-- Action item --
Whenever a line in the data holds the string "query", pull that line out.
The records below:
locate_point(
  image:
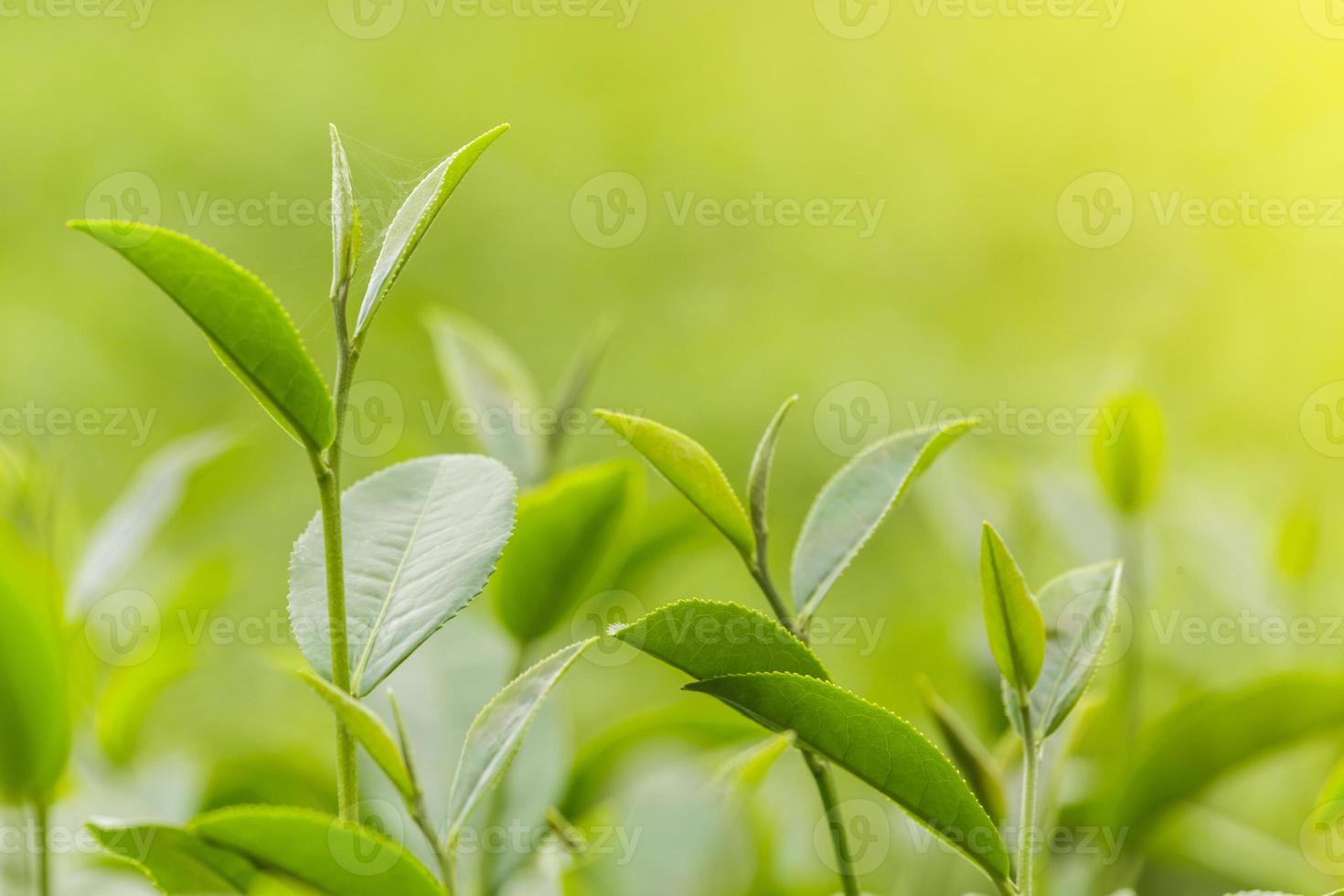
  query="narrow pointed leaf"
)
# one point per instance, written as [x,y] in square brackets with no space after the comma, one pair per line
End of The records.
The records below:
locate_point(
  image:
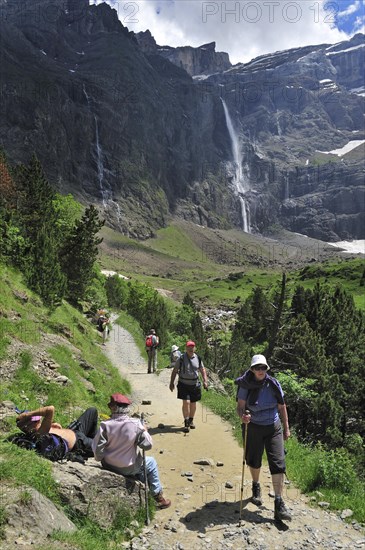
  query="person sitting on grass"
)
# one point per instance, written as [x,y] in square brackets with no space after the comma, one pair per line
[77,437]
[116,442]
End of The records.
-- Reply --
  query="narrow pointed leaf"
  query="person sitting on grass"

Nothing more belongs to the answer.